■ Document extract ■
--*--

While Bette had a natural talent for many things, she admitted in the interview with Mickey that she never could play Bridge. She was apparently in a Bridge club at one point but said she couldn’t play. So each Friday when it was time to play, her children would always seem to come down with a fever. Finally, she announced that she was getting out of the club, and everyone clapped. Bette said, “I was as happy as they were to get out.”
I was also told that she knew how to throw a proper party, complete with linens and silver. One friend shared that she once brought over some cokes in a can and realized this was not that kind of gathering.
But at home around the kitchen table, there was a different routine. I don’t know if ya’ll know this or not, but the Simpson family has always had strong immune system. Perhaps the history of this is because when they were together as a family, they rarely used napkins. Instead, they would simply pass the dishrag around the kitchen table, sharing and strengthening their immune systems in love. When friends would visit the Simpsons, they later continued this tradition within their own families, especially the Short family.

--*--

■ Exercise data ■
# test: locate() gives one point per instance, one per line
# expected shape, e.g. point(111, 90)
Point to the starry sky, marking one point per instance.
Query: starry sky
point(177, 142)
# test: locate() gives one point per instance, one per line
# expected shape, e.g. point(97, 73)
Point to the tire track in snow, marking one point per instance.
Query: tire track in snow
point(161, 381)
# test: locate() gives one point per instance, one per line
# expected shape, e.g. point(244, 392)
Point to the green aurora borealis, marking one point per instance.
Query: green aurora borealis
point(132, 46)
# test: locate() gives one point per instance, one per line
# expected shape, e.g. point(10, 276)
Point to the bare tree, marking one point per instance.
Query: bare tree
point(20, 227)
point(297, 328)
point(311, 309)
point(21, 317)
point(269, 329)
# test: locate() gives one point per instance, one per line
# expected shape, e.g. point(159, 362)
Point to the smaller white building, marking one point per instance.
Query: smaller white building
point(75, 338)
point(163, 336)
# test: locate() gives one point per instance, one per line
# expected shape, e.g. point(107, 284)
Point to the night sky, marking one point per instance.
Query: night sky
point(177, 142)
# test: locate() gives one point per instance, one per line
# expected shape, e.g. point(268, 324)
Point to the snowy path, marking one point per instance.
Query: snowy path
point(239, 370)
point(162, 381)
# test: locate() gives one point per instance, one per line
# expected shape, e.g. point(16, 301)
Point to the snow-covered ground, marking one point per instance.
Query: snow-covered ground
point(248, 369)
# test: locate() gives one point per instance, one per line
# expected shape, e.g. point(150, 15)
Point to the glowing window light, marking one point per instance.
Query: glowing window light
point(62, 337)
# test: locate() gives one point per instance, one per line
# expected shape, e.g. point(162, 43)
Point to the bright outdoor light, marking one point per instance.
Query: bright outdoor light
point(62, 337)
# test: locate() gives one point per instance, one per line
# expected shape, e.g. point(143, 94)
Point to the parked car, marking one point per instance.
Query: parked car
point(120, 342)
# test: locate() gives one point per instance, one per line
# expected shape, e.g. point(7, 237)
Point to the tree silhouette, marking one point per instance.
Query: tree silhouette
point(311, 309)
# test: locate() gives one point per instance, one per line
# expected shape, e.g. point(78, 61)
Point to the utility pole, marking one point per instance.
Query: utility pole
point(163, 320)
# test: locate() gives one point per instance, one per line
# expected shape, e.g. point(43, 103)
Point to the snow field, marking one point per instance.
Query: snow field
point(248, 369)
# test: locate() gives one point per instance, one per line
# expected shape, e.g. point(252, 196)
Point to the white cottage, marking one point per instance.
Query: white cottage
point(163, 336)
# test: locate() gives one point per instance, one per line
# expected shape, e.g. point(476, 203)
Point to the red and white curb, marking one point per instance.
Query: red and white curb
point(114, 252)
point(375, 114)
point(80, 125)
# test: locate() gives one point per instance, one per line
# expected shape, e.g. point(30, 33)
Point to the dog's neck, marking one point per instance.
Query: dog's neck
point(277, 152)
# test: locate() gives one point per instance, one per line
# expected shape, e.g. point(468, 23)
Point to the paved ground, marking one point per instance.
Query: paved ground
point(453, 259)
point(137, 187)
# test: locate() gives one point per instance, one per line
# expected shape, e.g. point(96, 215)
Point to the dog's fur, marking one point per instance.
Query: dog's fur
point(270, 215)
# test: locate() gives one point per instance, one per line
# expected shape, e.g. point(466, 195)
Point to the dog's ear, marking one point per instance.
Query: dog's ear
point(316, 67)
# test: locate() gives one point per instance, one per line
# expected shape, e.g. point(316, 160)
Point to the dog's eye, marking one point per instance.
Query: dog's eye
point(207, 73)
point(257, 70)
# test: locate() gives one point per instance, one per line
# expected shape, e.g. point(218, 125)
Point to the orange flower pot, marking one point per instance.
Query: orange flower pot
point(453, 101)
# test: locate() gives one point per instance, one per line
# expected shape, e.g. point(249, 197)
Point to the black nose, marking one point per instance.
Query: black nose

--*--

■ How to complete this task ■
Retype the passage about Bette and the Simpson family word for word, in full. The rows are separate material and have nothing to do with the passage about Bette and the Simpson family.

■ Output below ■
While Bette had a natural talent for many things, she admitted in the interview with Mickey that she never could play Bridge. She was apparently in a Bridge club at one point but said she couldn’t play. So each Friday when it was time to play, her children would always seem to come down with a fever. Finally, she announced that she was getting out of the club, and everyone clapped. Bette said, “I was as happy as they were to get out.”
I was also told that she knew how to throw a proper party, complete with linens and silver. One friend shared that she once brought over some cokes in a can and realized this was not that kind of gathering.
But at home around the kitchen table, there was a different routine. I don’t know if ya’ll know this or not, but the Simpson family has always had strong immune system. Perhaps the history of this is because when they were together as a family, they rarely used napkins. Instead, they would simply pass the dishrag around the kitchen table, sharing and strengthening their immune systems in love. When friends would visit the Simpsons, they later continued this tradition within their own families, especially the Short family.